══ Texto de lectura
El Premio Internacional Nonino 2025 en Literatura le ha sido otorgado al escritor alemán Michael Krüger. Poeta, novelista, ensayista y traductor, Krüger ha destacado por su gran trabajo editorial en la mítica editorial Carl Hanser de Munich. Recibió el prestigioso premio italiano (en su edición número 50) el pasado 25 de enero en Roncho di Percoto, en Friuli, de manos del jurado, el escritor triestino Claudio Magris, quien describe así la obra del ganador: “Leyendo lo que él escribe, descubrimos que también se trata de nuestros sentimientos y pensamientos, pero necesitamos que él los descubra en sus artículos, en sus novelas, narraciones y poemas para hacerlos nuestros y descubrir que es él quien los saca de nosotros y que, después de haberlo leído, nos hemos vuelto un poco más nosotros mismos”.
Cuando tenía 18 años (o mejor: cuando era joven), compré un libro de poesía de un autor italiano del que jamás había escuchado hablar antes. Lo compré por el nombre de la traductora, una poeta que comenzaba a admirar: Ingeborg Bachmann. Eso sucedió en Berlín, en 1961. Apenas había terminado la escuela y mientras sustentaba el doloroso examen oral, en el que me pedían resolver problemas matemáticos de los que no tenía más que una idea muy vaga, en Berlín se levantaba un muro, y de un día para el otro, las personas del Este que pretendían marcharse al Oeste terminaban asesinadas.
════
══ Material guardado
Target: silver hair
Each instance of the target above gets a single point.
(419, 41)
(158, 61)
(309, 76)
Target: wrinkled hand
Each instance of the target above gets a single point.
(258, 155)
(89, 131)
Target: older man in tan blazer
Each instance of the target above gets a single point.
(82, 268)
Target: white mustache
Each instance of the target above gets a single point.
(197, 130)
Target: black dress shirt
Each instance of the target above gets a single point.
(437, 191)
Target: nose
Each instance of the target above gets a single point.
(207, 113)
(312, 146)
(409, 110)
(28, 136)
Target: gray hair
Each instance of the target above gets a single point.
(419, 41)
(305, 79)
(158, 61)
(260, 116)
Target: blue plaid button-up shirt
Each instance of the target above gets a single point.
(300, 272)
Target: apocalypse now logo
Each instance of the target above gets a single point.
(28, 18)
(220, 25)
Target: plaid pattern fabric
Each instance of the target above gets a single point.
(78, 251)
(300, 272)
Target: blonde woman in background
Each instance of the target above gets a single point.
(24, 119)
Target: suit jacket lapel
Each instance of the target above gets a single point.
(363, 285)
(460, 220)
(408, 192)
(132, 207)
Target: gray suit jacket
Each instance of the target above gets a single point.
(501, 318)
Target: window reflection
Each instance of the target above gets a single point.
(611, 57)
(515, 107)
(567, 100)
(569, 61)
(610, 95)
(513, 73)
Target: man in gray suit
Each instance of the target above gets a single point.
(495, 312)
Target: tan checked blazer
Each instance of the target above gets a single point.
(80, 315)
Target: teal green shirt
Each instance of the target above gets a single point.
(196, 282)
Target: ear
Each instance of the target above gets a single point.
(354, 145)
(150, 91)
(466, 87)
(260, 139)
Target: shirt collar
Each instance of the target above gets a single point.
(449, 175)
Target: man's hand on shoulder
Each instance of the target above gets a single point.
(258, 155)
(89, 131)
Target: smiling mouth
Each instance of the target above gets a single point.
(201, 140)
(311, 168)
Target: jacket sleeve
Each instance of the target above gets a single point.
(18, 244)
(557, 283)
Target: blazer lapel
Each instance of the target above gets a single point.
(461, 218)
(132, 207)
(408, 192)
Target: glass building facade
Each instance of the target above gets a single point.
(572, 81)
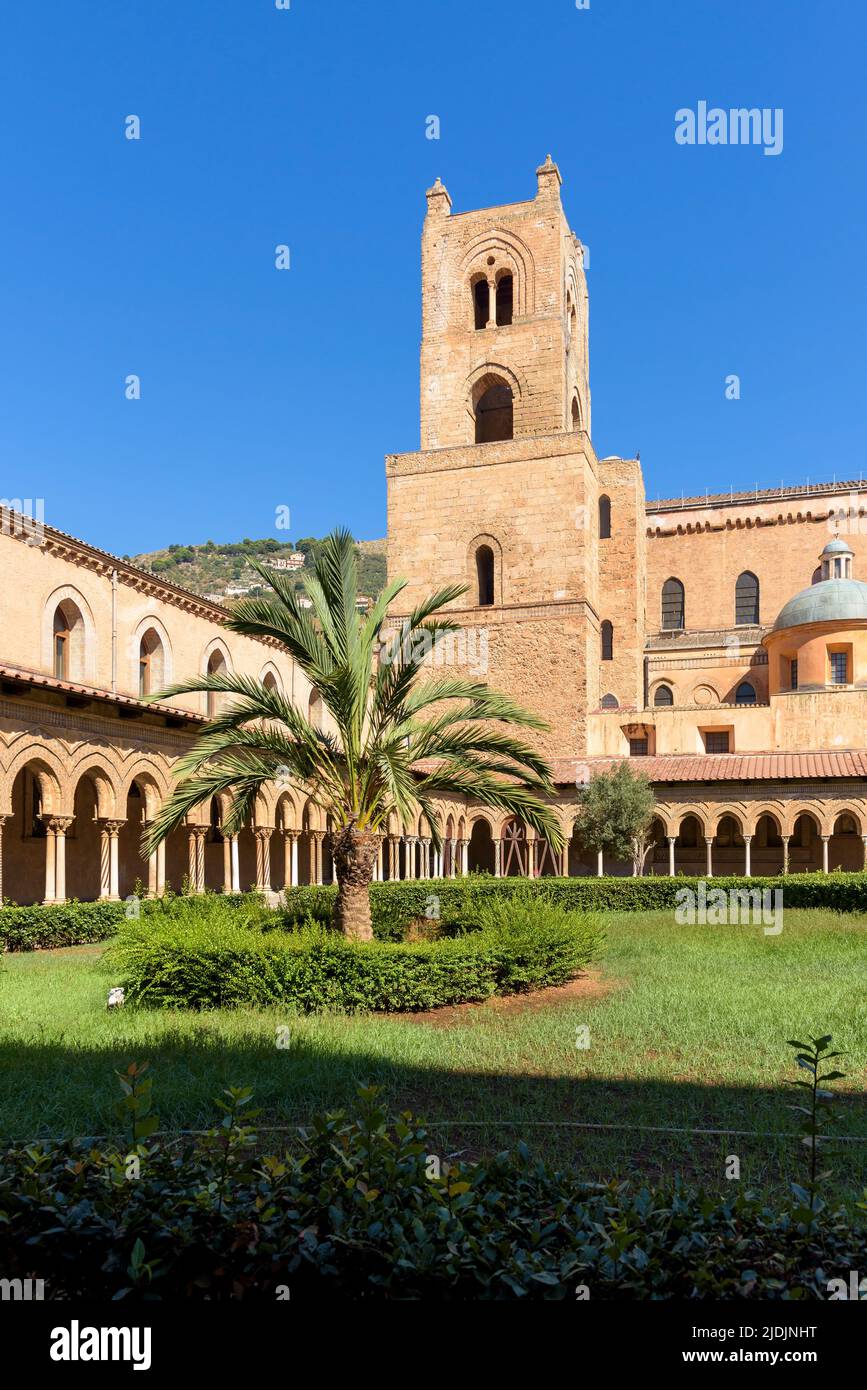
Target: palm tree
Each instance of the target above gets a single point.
(398, 740)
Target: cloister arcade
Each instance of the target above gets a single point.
(72, 830)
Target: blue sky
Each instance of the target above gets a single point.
(307, 127)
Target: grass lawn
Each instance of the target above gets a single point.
(688, 1029)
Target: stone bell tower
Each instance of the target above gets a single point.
(505, 320)
(506, 494)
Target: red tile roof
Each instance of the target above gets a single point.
(724, 766)
(22, 673)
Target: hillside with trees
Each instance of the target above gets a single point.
(224, 571)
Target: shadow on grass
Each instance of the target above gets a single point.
(659, 1127)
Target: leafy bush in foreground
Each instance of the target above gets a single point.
(214, 963)
(357, 1209)
(396, 905)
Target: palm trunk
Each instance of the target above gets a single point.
(353, 852)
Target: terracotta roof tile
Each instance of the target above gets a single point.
(687, 767)
(22, 673)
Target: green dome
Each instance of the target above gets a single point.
(830, 601)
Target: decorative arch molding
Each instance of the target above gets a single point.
════
* **Qué entregar**
Extrae del texto sobre el Premio Nonino todo lo que va desde "Cuando tenía 18" hasta "Oeste terminaban asesinadas.", copiado sin cambiar nada. El material no tiene ningún papel en este ejercicio.

* **Resultado del ejercicio**
Cuando tenía 18 años (o mejor: cuando era joven), compré un libro de poesía de un autor italiano del que jamás había escuchado hablar antes. Lo compré por el nombre de la traductora, una poeta que comenzaba a admirar: Ingeborg Bachmann. Eso sucedió en Berlín, en 1961. Apenas había terminado la escuela y mientras sustentaba el doloroso examen oral, en el que me pedían resolver problemas matemáticos de los que no tenía más que una idea muy vaga, en Berlín se levantaba un muro, y de un día para el otro, las personas del Este que pretendían marcharse al Oeste terminaban asesinadas.